Zitierter Text:
'''

Deutschland musste schon eine ganze Menge Kritik über sich ergehen lassen, in der sich oft über den deutschen Industriefimmel sowie sein Versagen lustig gemacht wurde zu akzeptieren, dass die modernen westlichen Wirtschaftssysteme auf Dienstleistungen statt Produktionen aufbauen. Bis zu einem gewissen Grad sehe ich das auch so, denn die Deutschen haben einen viel zu engen Blick auf Dienstleistungen, in ihren Augen oftmals ein Anhängsel der Industrie. Jedoch habe ich gleichzeitig das Gefühl, dass die Anti-Industrie-Denkweise in manchen Teilen des Westens zu weit geht. Industrie erschafft mächtige Netzwerkeffekte, die nur allzu gern in Ländern wie Großbritannien oder den Vereinigten Staaten unterschätzt werden.

Deutschlands Geschichte ist voller Momente, in denen es sich, wenn man es am wenigsten erwartet hatte, nicht hat unterkriegen lassen. Die 1950er- und die frühen 1960er-Jahre waren starke Jahre, genauso wie die Zeit zwischen Mitte der 1980er- und 1990er-Jahre sowie dann erneut während der ersten Hälfte des letzten Jahrzehnts. Könnte die aktuelle Schwäche, die sich ab 2017 abzeichnete, einfach nur ein weiteres Intermezzo sein? Würde ich dann nicht demselben Irrtum erliegen wie so viele andere Kritiker des deutschen Modells, wenn ich jetzt zu früh den Abstieg Deutschlands verkünden würde, um dann zu einem späteren Zeitpunkt nur von der Erholung überrascht zu werden?

'''

Bereitgestellte Daten:
'''

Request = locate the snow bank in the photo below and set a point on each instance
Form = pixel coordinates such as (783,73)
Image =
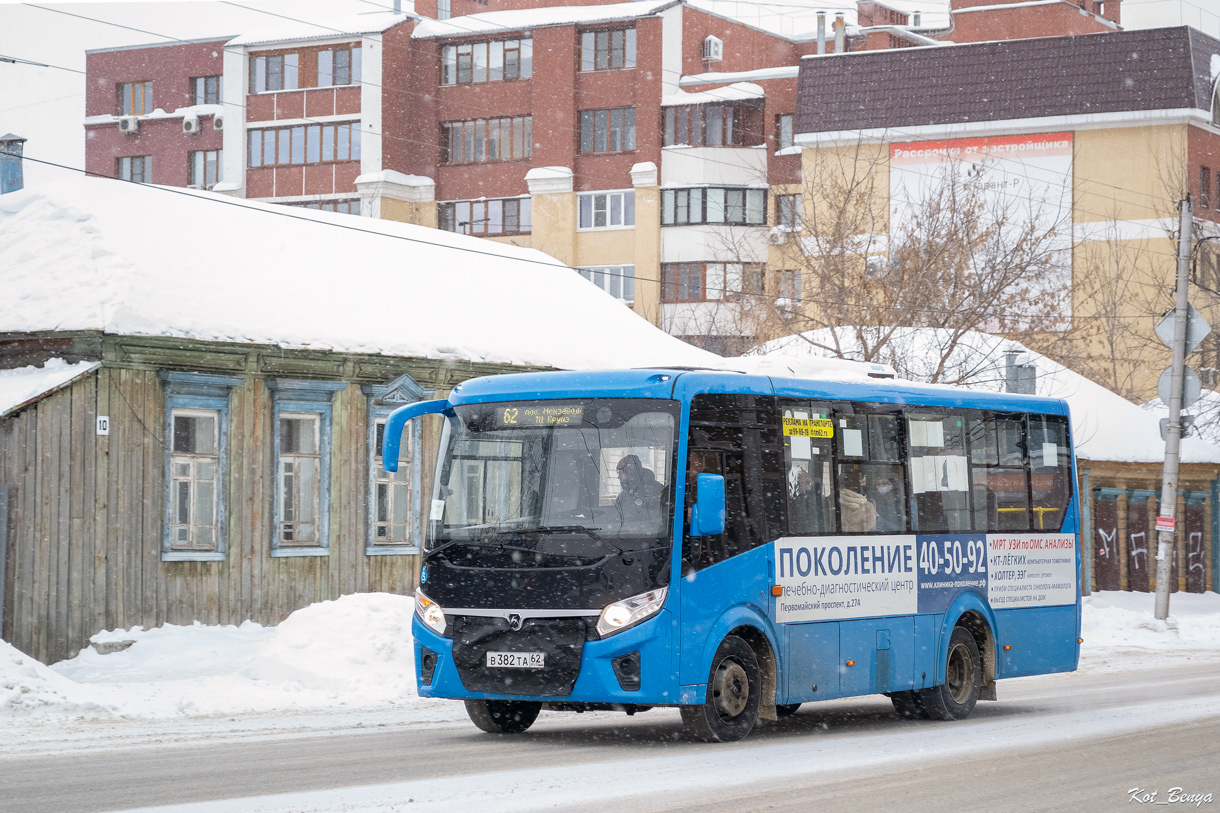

'''

Gestellte Aufgabe:
Beantworte die Fragen zum zitierten Text.
(a) Als was betrachten die Deutschen Dienstleistungen oftmals?
(b) In welchen Ländern werden die Netzwerkeffekte der Industrie gern unterschätzt?
(c) Ab welchem Jahr zeichnete sich die aktuelle Schwäche ab?
Die Daten sind hierfür nicht erforderlich.

Ergebnis der Aufgabe:
(a) Als ein Anhängsel der Industrie.
(b) In Großbritannien und den Vereinigten Staaten.
(c) Ab 2017.